Short task:
Render the data below as a Markdown table with the columns Row and Line, giving each line its own numbered row and leaving out blank lines.

Stored data:

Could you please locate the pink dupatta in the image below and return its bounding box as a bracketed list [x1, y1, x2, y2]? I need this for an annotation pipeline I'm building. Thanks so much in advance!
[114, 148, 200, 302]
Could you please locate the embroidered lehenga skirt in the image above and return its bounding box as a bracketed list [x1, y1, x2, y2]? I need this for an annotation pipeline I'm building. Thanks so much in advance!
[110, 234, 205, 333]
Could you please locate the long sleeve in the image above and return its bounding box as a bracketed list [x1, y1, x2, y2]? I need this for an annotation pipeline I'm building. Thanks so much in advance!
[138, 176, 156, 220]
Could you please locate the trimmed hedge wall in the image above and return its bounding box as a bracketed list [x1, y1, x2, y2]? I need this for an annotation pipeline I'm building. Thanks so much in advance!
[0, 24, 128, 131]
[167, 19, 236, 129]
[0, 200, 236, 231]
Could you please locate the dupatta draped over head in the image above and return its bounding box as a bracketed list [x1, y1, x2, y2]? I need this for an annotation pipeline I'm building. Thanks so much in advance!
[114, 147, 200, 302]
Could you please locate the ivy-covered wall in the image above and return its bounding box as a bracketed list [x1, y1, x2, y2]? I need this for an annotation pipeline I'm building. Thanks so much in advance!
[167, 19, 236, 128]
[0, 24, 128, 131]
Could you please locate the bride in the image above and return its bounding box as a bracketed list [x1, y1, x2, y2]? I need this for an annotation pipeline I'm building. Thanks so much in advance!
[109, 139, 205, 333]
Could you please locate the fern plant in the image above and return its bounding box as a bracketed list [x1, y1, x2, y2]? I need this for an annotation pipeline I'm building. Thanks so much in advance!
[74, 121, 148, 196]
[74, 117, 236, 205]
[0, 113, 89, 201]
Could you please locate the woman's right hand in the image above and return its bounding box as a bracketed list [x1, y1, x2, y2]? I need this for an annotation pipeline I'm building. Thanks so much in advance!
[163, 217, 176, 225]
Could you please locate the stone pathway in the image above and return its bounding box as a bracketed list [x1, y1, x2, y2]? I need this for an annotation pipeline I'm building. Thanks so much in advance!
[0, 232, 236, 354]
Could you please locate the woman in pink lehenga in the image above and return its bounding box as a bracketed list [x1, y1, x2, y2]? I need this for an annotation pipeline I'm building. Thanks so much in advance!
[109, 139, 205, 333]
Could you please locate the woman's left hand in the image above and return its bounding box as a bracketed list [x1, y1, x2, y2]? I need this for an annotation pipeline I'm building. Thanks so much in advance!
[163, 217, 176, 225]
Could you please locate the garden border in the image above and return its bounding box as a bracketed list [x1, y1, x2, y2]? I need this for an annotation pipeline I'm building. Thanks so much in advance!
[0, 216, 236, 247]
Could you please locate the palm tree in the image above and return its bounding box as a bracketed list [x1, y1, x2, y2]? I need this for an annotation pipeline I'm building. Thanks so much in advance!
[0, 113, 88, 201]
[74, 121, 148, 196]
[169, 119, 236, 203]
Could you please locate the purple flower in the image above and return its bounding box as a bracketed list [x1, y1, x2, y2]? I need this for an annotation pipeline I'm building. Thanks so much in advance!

Solution:
| Row | Line |
|---|---|
| 1 | Could you please locate the pink dupatta in the image below and return its bounding box as a bracketed list [x1, y1, x2, y2]? I need this for an annotation pipeline I'm building. Thanks so much in advance! |
| 2 | [114, 148, 200, 302] |
| 3 | Could you please locate the embroidered lehenga skirt in the image above and return its bounding box as a bracketed list [x1, y1, x2, y2]? I need this for an annotation pipeline I'm building. Thanks so much in advance! |
| 4 | [110, 234, 205, 333] |
| 5 | Could you please locate the long sleeve in the image above and return its bounding box as a bracketed list [x1, y1, x2, y2]? I need this for an annotation pipeline I'm building. Thanks so much in advance! |
| 6 | [138, 176, 156, 220] |
| 7 | Could you please locate the trimmed hedge wall in the image above and return its bounding box as a bracketed list [x1, y1, x2, y2]? I need this for an annotation pipeline I'm building. Thanks so much in advance! |
| 8 | [0, 24, 128, 131] |
| 9 | [167, 19, 236, 129] |
| 10 | [0, 200, 236, 231] |
| 11 | Could you please locate the dupatta draped over head in the image above and return its bounding box as a bracketed list [x1, y1, x2, y2]? I need this for an annotation pipeline I'm building. Thanks so much in advance! |
| 12 | [114, 147, 200, 302] |
| 13 | Could you please locate the ivy-covered wall in the image above and return its bounding box as a bracketed list [x1, y1, x2, y2]? I need this for an annotation pipeline I'm building. Thanks so much in advance! |
| 14 | [167, 19, 236, 128] |
| 15 | [0, 24, 128, 131] |
| 16 | Could you please locate the bride in the image above and return its bounding box as a bracketed list [x1, y1, x2, y2]? I need this for an annotation pipeline I'm building. Thanks so much in advance! |
| 17 | [109, 139, 205, 333] |
| 18 | Could you please locate the fern plant in the image above and return its bounding box as a bracketed list [x1, y1, x2, y2]? I need this for an annotation pipeline I'm building. Thanks so much in advance! |
| 19 | [74, 121, 148, 196] |
| 20 | [74, 117, 236, 205] |
| 21 | [0, 113, 89, 201] |
| 22 | Could you please locate the woman's right hand in the image above and return its bounding box as a bracketed list [x1, y1, x2, y2]? I need this for an annotation pipeline I'm building. Thanks so much in advance! |
| 23 | [163, 217, 176, 225] |
| 24 | Could you please locate the stone pathway in the image above and return its bounding box as a bracketed list [x1, y1, x2, y2]? I need this for an annotation pipeline I'm building. Thanks so much in advance! |
| 25 | [0, 232, 236, 354] |
| 26 | Could you please locate the woman in pink lehenga in the image above and return its bounding box as a bracketed list [x1, y1, x2, y2]? I need this for an annotation pipeline I'm building. Thanks so much in advance! |
| 27 | [109, 139, 205, 333] |
| 28 | Could you please locate the woman's left hand in the image above and return its bounding box as a bracketed list [x1, y1, x2, y2]? I need this for an annotation pipeline I'm building. Thanks so much in advance! |
| 29 | [163, 217, 176, 225] |
| 30 | Could you please locate the garden border in the image above and return its bounding box as a bracketed list [x1, y1, x2, y2]? I need this for an annotation pipeline I'm building. Thanks so much in advance! |
| 31 | [0, 216, 236, 247] |
| 32 | Could you please locate the palm tree in the image above and return its bounding box as a bracketed list [x1, y1, x2, y2]? I need this for an annotation pipeline I'm building. Thanks so much in advance! |
| 33 | [0, 113, 88, 201] |
| 34 | [74, 121, 148, 196] |
| 35 | [169, 119, 236, 203] |
| 36 | Could you please locate the purple flower in the image above and return its bounding box as a bracketed list [x1, y1, x2, y2]? I need this for an annotation pipeline I'm building. Thanks so much in advance! |